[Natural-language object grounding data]
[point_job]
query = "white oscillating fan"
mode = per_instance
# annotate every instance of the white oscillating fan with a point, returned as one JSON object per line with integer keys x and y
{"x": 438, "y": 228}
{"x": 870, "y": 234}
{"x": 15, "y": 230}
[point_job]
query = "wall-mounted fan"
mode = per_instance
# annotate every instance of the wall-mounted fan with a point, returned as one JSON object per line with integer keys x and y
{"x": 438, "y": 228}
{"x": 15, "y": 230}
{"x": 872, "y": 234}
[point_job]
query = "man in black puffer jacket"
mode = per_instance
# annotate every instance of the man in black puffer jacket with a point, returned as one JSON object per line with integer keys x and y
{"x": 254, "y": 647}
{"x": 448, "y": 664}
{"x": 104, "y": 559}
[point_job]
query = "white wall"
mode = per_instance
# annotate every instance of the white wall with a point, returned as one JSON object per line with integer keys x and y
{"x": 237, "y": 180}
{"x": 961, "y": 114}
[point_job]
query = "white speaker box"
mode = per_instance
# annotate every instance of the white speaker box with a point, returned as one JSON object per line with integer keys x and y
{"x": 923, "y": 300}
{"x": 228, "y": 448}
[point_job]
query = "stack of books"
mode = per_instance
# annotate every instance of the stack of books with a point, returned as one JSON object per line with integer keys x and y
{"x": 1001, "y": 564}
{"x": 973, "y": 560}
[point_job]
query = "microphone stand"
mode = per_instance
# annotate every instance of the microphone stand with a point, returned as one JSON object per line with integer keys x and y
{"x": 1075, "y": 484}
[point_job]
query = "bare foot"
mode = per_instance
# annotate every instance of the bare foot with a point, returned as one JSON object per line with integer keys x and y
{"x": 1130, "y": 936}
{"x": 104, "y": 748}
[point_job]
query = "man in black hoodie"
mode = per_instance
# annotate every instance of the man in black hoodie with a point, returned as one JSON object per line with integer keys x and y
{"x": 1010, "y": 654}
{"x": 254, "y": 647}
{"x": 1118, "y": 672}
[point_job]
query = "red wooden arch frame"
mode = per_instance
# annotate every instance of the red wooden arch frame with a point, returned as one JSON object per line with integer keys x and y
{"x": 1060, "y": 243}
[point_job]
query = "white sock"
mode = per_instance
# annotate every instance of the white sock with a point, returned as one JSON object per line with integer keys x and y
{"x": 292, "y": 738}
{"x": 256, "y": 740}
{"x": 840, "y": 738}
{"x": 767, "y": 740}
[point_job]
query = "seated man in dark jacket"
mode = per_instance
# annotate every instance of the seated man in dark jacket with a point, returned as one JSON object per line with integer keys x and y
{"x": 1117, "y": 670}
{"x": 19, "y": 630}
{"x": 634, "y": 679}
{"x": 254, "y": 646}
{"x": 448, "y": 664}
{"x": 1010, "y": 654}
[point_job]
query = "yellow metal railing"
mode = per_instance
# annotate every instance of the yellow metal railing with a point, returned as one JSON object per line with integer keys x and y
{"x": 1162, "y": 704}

§ **Task description**
The records above need copying. Do it exactly.

§ **The completed task**
[point_job]
query = "white oscillating fan"
mode = per_instance
# annotate every instance of the white oscillating fan with a point, returned as one JSON object per line with integer keys x and y
{"x": 438, "y": 228}
{"x": 870, "y": 234}
{"x": 15, "y": 230}
[point_job]
query = "wall-mounted fan"
mode = per_instance
# annotate every instance of the wall-mounted fan with a point, returned as one JSON object per line with integer keys x and y
{"x": 438, "y": 228}
{"x": 15, "y": 230}
{"x": 872, "y": 234}
[point_job]
query = "man in black puffer jacket"
mode = per_instance
# annotate every instance of the man in black puffer jacket with a point, returned as one JSON object per line with integer keys x and y
{"x": 254, "y": 647}
{"x": 448, "y": 664}
{"x": 104, "y": 559}
[point_job]
query = "white wall"
mode = per_instance
# annotate every instance of the white wall with a point, returned as one JSON object per line with integer keys x and y
{"x": 237, "y": 180}
{"x": 961, "y": 114}
[point_job]
query = "white speaker box"
mode = per_instance
# annotate every instance of the white speaker box with a point, returned as one JSON object per line with integer keys x and y
{"x": 923, "y": 300}
{"x": 228, "y": 448}
[point_job]
query = "stack of books"
mode = per_instance
# annotate every instance of the stack of books with a point, returned as one JSON object per line with integer keys x and y
{"x": 1001, "y": 564}
{"x": 973, "y": 560}
[point_job]
query = "microphone stand"
mode = per_instance
# annotate every instance of the microphone stand with a point, returned as one JSON object per line with integer keys x and y
{"x": 1075, "y": 484}
[point_job]
query = "bare foot"
mode = per_instance
# annotate every instance of the bare foot with a point, returned as one JSON object per line with integer keys x and y
{"x": 1130, "y": 936}
{"x": 104, "y": 748}
[point_job]
query = "man in black hoodie"
mode = per_instance
# annotate every instance of the man in black hoodie with a point, returned as one JSON object per line with integer keys x and y
{"x": 1010, "y": 654}
{"x": 254, "y": 647}
{"x": 1118, "y": 672}
[point_job]
query = "red wooden arch frame"
mode = per_instance
# annotate every instance of the red wooden arch frame with a point, returned as one JSON object per line with integer keys x and y
{"x": 1060, "y": 243}
[point_job]
query = "white sock"
mode = per_instance
# annotate every instance of the white sock with a point, returned as one JSON object per line with integer keys x and y
{"x": 292, "y": 738}
{"x": 256, "y": 740}
{"x": 840, "y": 738}
{"x": 767, "y": 740}
[point_job]
query = "seated man in dark jacket"
mode = per_instance
# annotate every instance of the seated man in dark jacket with a point, returned as one JSON object per line with integer keys x and y
{"x": 1117, "y": 670}
{"x": 19, "y": 630}
{"x": 634, "y": 679}
{"x": 254, "y": 646}
{"x": 448, "y": 664}
{"x": 1010, "y": 654}
[point_job]
query = "yellow metal railing"
mode = per_instance
# annotate every instance of the yellow metal railing with a point, returned as one JSON object per line with integer keys x and y
{"x": 1162, "y": 704}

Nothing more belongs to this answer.